=== Data for processing ===

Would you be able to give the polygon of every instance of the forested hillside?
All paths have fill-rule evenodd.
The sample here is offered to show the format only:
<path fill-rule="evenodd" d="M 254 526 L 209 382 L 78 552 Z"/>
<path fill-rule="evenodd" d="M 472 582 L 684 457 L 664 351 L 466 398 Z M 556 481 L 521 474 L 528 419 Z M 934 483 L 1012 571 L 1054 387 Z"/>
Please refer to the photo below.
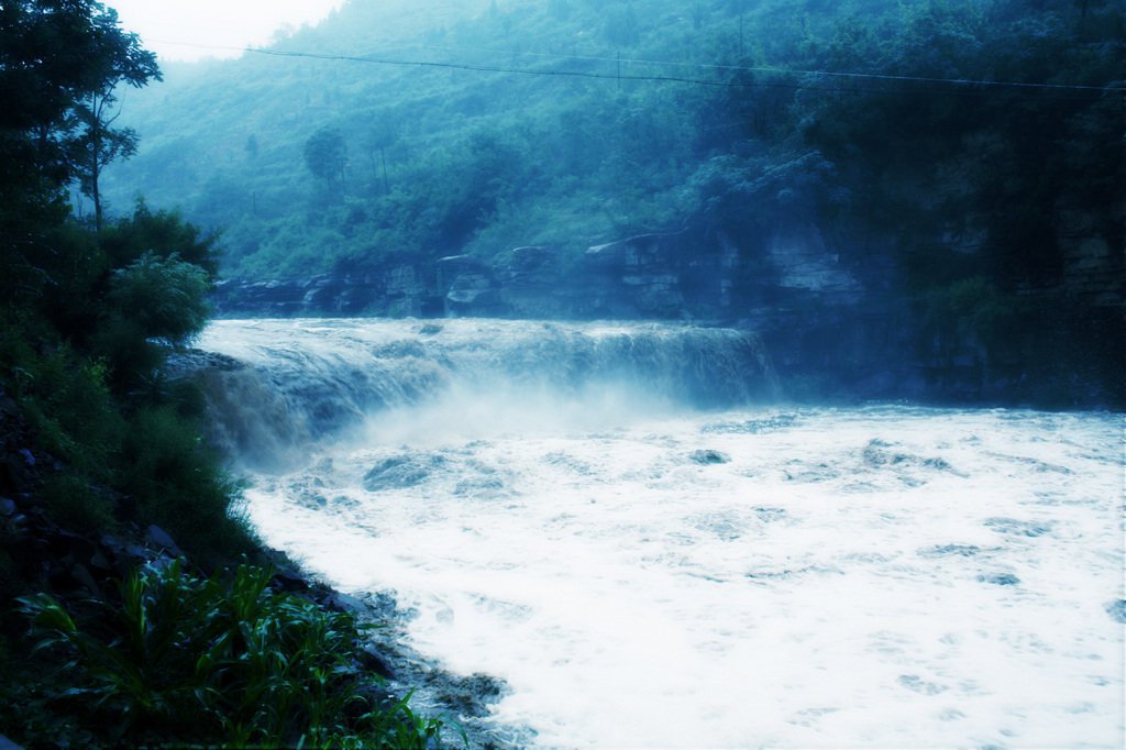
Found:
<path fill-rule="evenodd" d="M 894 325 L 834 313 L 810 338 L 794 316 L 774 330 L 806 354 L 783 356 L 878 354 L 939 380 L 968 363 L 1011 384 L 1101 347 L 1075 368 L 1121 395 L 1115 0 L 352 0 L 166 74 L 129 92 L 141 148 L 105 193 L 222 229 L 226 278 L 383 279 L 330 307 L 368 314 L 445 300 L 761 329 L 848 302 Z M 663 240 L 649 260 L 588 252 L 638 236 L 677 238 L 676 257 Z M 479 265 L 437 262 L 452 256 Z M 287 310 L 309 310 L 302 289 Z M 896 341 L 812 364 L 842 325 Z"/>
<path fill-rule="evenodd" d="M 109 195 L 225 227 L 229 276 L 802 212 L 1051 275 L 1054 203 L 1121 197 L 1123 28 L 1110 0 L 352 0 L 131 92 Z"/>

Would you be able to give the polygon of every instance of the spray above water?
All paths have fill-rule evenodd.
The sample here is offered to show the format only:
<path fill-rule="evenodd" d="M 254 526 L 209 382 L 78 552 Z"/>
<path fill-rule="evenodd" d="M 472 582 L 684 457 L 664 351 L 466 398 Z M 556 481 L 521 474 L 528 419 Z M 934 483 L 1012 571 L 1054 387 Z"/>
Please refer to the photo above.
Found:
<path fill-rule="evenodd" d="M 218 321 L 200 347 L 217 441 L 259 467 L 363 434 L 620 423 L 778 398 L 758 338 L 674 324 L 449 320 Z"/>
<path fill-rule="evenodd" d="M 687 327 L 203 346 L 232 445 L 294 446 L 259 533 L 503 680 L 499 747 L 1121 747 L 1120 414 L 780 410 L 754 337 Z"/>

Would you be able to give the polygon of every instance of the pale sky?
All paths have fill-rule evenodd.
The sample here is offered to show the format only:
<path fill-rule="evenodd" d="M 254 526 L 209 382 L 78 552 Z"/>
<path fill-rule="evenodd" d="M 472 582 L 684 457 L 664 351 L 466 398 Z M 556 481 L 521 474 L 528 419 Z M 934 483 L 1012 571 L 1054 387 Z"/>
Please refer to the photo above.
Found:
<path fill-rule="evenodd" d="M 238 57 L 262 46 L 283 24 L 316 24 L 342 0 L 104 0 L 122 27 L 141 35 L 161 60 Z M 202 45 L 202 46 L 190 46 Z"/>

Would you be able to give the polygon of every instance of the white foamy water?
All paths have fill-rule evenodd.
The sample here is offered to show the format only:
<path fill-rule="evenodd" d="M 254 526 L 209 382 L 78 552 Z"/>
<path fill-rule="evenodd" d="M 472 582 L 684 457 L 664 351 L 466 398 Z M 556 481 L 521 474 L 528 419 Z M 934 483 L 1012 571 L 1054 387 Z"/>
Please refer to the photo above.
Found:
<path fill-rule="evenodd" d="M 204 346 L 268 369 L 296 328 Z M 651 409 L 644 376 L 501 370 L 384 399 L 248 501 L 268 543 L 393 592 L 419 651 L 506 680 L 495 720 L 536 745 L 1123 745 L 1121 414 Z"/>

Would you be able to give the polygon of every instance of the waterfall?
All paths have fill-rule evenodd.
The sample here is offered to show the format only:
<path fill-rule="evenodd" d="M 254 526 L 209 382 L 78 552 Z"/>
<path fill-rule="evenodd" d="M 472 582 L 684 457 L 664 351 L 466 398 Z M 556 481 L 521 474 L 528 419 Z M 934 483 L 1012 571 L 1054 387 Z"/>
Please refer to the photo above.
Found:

===

*Prompt:*
Return the lines beginning at the one that contains "of the waterfall?" and continuing through the last line of the data, exactly as they stand and without any others.

*Completed task:*
Would you be able to give the polygon of every instance of the waterfall?
All paths have fill-rule evenodd.
The sample here is offered to show the format only:
<path fill-rule="evenodd" d="M 254 526 L 209 382 L 78 552 Z"/>
<path fill-rule="evenodd" d="M 472 582 L 684 457 L 664 351 L 466 398 Z M 556 481 L 521 474 L 528 419 Z M 934 483 L 1012 571 L 1054 387 Z"/>
Please refer to the photo above.
Found:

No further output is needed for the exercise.